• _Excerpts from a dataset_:
▼
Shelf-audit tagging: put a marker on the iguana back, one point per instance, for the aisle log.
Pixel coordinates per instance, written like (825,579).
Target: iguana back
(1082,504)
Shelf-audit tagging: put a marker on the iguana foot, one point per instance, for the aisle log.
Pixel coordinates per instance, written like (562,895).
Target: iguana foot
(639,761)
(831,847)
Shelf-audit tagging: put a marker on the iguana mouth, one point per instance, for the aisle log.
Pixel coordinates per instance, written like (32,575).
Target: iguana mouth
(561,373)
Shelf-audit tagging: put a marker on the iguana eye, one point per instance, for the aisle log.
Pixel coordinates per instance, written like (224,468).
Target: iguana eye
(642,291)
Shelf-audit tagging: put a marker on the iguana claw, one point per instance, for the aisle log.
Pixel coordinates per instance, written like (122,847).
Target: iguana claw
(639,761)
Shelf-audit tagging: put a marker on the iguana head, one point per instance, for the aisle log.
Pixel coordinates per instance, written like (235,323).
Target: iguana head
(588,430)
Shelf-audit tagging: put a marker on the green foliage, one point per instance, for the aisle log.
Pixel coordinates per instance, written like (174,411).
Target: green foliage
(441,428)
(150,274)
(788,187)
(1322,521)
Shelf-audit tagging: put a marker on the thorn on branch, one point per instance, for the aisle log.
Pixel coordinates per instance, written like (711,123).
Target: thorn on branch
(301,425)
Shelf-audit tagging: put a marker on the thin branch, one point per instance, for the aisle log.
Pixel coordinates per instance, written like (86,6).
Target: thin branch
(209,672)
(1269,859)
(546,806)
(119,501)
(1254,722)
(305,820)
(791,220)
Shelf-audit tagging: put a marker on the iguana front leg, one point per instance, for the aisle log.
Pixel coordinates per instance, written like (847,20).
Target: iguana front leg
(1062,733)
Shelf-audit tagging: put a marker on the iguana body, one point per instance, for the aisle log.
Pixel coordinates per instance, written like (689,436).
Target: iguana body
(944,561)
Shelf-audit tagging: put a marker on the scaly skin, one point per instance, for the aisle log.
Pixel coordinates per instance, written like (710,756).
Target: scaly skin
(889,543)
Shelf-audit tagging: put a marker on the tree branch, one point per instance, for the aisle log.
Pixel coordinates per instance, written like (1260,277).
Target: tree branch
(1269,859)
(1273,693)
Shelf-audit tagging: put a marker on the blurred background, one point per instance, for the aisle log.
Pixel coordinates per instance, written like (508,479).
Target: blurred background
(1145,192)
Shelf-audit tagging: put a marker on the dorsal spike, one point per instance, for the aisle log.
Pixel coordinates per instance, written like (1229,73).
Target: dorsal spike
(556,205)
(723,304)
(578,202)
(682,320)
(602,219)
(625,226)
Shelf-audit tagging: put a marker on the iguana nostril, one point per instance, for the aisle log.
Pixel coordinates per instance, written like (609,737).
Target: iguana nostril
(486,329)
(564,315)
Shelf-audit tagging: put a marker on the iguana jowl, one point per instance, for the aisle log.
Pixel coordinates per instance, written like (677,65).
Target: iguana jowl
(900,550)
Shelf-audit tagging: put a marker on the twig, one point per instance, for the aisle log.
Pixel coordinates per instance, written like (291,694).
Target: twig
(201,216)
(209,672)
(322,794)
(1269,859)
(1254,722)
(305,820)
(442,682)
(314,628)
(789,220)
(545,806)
▲
• _What is needed_:
Reproduce the records word for word.

• _Problem solution_:
Shelf-audit tagging: put a marker on the iguana back, one point per instance, for the aisle log.
Pixel coordinates per instance, written like (825,579).
Target: iguana back
(1082,504)
Shelf-audit tagging: put a marker on the iguana foot, one point per instance, for the aisle log.
Pixel coordinates per instance, written like (562,895).
Target: iguana foot
(639,761)
(831,847)
Shelf-audit tagging: put a marker on the iguana mouth, one point per instance, for the aisle log.
Pixel coordinates per instance, written like (32,575).
Target: iguana mouth
(561,373)
Shelf-audit tagging: put a marker on the iguana eye, one point per instance, for the aisle log.
Pixel coordinates per instance, written like (224,468).
Target: iguana eye
(642,291)
Shelf-audit tagging: put a marker on the iguana claw, one point per instance, for the aisle log.
Pixel coordinates per instance, written like (122,847).
Target: iguana claw
(639,761)
Shelf-audit tagging: put a marker on the iguana head, one point per instance, for the aisle log.
Pixel coordinates per instance, written like (235,323).
Target: iguana head
(588,430)
Shelf-audit tagging: put a marker on the green foliage, one point per instance, for the aisle log.
Pixel coordinates per instance, written like (174,411).
Target: green foliage
(441,428)
(150,274)
(788,187)
(1322,521)
Shelf-audit tagging: put a marker on the thorn on branch, one point per instance, for the aisle log.
Pixel coordinates per instance, written like (711,123).
Target: thorn on branch
(301,425)
Shelf-audit tagging: put a marker on the thin branch, one point per instance, for the aisle log.
Pixel coordinates per instance, written like (86,6).
Target: thin branch
(209,672)
(1269,859)
(546,806)
(119,501)
(1254,722)
(305,820)
(791,220)
Shelf-audit tagging: put a marker on the iguana front leg, one point per instance, for the aisle log.
Pixel coordinates per instance, written like (847,20).
Target: iguana front leg
(1062,733)
Shelf-audit tagging: put a marker on the iguana body, one point per instance, for the aisle log.
Pixel coordinates per instance, written like (689,436).
Target: iguana body
(944,561)
Shelf-audit tagging: put a marker on the scaly skin, one point per instance, for the aisle log.
Pixel coordinates per instance, written like (710,756).
Target: scaly skin
(889,543)
Shelf-audit tagging: put a marker on the tree branch, one point per instance, for the aisle log.
Pixel coordinates per instance, written like (1260,277).
Target: tree branch
(1269,859)
(1273,693)
Shelf-audit tagging: put a marker on the blurred background, one point per instance, for the aisle log.
Pixel coordinates per instance, written like (508,479).
Target: blurred background
(1145,192)
Shelf-audit tagging: put a marker on the dorsal spike, one point per instance, for the aisle log.
Pixel coordinates per instance, written like (1229,73).
Target: dorsal spike
(556,205)
(723,304)
(578,202)
(682,320)
(602,219)
(625,226)
Shelf-audit tagging: put a marker on the iguana nostril, one point per instance, for the aisle log.
Pixel coordinates per instance, written like (609,737).
Target: iguana nostril
(486,329)
(564,315)
Shelf-audit tagging: put a marker on the iguana jowl, one point per instance, for the aisle log.
Pixel coordinates per instance, written like (677,65).
Target: iguana jowl
(900,550)
Shelf-audit tagging: put a marker on the twig, one point per instance, for the aisle log.
Pixel coordinates per instance, written like (291,694).
Target: twig
(201,216)
(209,672)
(322,794)
(1269,859)
(1254,722)
(305,820)
(442,682)
(314,628)
(789,220)
(545,806)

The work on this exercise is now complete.